■ **Dataset content**:
===
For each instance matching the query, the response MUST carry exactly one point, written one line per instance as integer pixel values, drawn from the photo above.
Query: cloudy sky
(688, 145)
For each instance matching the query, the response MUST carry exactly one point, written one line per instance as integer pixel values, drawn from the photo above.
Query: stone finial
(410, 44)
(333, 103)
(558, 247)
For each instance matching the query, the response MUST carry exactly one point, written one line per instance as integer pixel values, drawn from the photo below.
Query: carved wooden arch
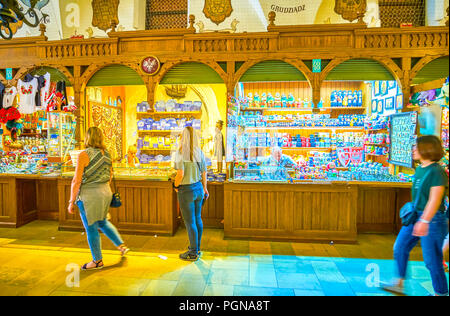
(94, 68)
(171, 64)
(387, 63)
(422, 63)
(25, 70)
(298, 64)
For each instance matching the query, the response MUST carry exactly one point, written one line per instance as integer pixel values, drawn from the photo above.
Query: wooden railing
(78, 48)
(320, 38)
(423, 37)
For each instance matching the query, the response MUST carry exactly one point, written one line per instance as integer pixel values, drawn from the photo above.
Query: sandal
(189, 256)
(124, 250)
(97, 265)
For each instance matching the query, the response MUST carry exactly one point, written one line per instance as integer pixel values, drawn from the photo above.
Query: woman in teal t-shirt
(431, 228)
(191, 186)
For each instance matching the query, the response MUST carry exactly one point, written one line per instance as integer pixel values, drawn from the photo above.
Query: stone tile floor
(37, 259)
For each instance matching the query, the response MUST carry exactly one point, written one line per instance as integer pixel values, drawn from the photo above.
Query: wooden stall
(148, 208)
(25, 198)
(311, 212)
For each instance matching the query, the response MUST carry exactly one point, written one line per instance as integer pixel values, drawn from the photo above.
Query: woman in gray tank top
(92, 194)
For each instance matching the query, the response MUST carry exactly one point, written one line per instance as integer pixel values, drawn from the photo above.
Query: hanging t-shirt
(436, 178)
(27, 94)
(45, 89)
(9, 96)
(2, 90)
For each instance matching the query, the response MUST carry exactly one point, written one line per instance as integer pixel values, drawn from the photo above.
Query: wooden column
(80, 103)
(406, 82)
(151, 85)
(316, 84)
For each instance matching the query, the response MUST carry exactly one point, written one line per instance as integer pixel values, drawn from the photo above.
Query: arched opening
(112, 95)
(364, 88)
(269, 97)
(189, 91)
(44, 99)
(430, 99)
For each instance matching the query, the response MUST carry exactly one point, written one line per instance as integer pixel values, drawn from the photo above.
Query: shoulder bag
(116, 201)
(408, 213)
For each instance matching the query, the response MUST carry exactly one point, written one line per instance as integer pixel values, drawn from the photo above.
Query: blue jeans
(93, 236)
(191, 198)
(431, 250)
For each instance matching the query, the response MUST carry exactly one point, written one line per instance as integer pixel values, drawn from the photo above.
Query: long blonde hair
(189, 144)
(94, 138)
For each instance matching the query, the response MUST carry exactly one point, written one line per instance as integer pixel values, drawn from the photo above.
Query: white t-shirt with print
(9, 96)
(27, 94)
(45, 91)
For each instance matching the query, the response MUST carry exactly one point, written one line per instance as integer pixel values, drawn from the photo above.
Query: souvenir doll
(284, 101)
(291, 100)
(256, 101)
(270, 100)
(263, 100)
(278, 100)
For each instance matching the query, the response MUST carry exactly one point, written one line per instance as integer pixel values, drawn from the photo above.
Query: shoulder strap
(420, 188)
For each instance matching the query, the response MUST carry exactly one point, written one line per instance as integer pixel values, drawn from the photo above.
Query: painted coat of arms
(104, 12)
(217, 10)
(351, 10)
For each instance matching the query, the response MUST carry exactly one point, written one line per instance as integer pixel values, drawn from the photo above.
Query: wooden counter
(148, 208)
(25, 198)
(311, 211)
(296, 212)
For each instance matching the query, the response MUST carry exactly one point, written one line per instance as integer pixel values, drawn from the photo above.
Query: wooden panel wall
(329, 86)
(291, 212)
(26, 201)
(147, 208)
(212, 211)
(8, 202)
(47, 199)
(300, 90)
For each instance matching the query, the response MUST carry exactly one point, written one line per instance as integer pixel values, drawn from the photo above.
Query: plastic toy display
(61, 134)
(346, 99)
(403, 137)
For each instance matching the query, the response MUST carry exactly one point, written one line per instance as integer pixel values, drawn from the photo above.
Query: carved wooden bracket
(351, 10)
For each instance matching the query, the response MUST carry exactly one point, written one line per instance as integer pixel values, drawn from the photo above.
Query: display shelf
(377, 130)
(160, 131)
(348, 108)
(307, 128)
(293, 148)
(372, 144)
(149, 114)
(157, 149)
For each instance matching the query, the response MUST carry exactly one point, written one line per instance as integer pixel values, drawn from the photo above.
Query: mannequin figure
(131, 159)
(219, 148)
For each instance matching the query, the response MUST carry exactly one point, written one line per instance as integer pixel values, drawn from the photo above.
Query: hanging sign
(350, 155)
(317, 65)
(9, 75)
(150, 65)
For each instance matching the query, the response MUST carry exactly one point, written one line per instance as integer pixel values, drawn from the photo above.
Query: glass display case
(267, 174)
(61, 135)
(126, 172)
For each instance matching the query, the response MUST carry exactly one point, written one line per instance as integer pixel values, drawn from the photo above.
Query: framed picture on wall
(399, 102)
(380, 107)
(376, 89)
(374, 106)
(389, 104)
(384, 88)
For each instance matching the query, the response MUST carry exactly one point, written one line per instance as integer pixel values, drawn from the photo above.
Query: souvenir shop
(288, 159)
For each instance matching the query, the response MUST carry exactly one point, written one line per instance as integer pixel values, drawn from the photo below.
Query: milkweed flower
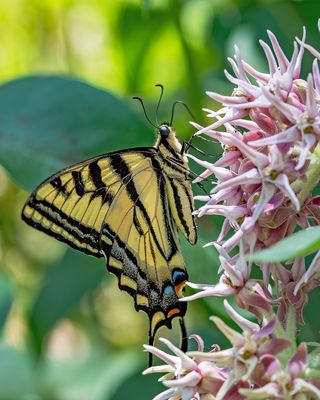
(269, 130)
(262, 186)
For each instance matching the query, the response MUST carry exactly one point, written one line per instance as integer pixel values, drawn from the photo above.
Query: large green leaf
(64, 285)
(97, 378)
(17, 377)
(6, 298)
(299, 244)
(49, 122)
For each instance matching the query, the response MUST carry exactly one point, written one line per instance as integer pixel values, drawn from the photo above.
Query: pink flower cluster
(269, 129)
(251, 369)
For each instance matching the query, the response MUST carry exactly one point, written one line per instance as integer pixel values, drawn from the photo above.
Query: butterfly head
(167, 138)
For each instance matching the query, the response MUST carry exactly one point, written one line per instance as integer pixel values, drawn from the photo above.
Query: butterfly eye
(164, 130)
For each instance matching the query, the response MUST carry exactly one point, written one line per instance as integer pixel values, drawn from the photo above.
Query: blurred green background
(68, 69)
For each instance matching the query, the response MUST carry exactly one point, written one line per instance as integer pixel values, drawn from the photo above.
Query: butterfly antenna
(159, 101)
(184, 336)
(186, 107)
(189, 144)
(151, 340)
(144, 110)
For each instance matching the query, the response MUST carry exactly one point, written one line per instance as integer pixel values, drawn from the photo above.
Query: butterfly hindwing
(142, 246)
(71, 205)
(126, 206)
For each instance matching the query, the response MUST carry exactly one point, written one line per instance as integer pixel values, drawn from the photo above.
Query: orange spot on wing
(178, 288)
(172, 312)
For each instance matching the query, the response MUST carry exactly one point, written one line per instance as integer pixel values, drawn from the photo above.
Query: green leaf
(298, 244)
(17, 379)
(6, 298)
(49, 122)
(98, 378)
(63, 287)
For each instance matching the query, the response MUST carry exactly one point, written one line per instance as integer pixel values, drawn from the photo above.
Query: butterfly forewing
(71, 205)
(126, 206)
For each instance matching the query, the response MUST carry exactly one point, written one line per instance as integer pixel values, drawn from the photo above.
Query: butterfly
(128, 207)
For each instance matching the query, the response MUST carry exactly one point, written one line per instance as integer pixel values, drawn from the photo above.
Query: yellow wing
(140, 241)
(71, 205)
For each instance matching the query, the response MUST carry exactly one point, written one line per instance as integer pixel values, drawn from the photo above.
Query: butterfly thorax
(171, 150)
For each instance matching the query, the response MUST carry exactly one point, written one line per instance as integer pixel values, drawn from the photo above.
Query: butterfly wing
(71, 205)
(140, 241)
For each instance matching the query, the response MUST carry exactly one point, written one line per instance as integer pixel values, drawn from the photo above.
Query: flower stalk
(263, 186)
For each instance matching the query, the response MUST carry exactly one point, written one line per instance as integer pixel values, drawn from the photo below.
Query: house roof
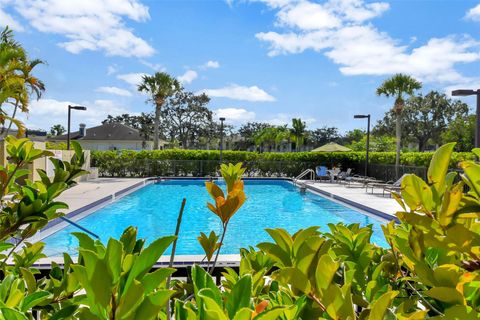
===
■ **Task to complete**: Exactly repeat every line from the line that includes "Query: yellow wing" to the end of the listing, and nothing else, leaving pictures out.

■ **Result of the task**:
Query: yellow wing
(140, 241)
(71, 205)
For each instance matching the query, the response MUST carry exactly one point, written one line per instance as integer pixel values, drawn from the photo above.
Query: butterfly thorax
(171, 150)
For each instance matching the query, the response MUST carry exactly one point, written one line per instance as integer pixel values, drawn from the photo above.
Query: butterfly wing
(71, 205)
(140, 241)
For each instance matching the query, the response MUST carry exactly one point, written one line per instance as integer pixel values, drawn from the photo above.
Query: flower stalk
(263, 186)
For each instance matching the query, the response MUST carry exactly one point, written one line per instance as integer pixel values, drawn from the photo below.
Query: house roof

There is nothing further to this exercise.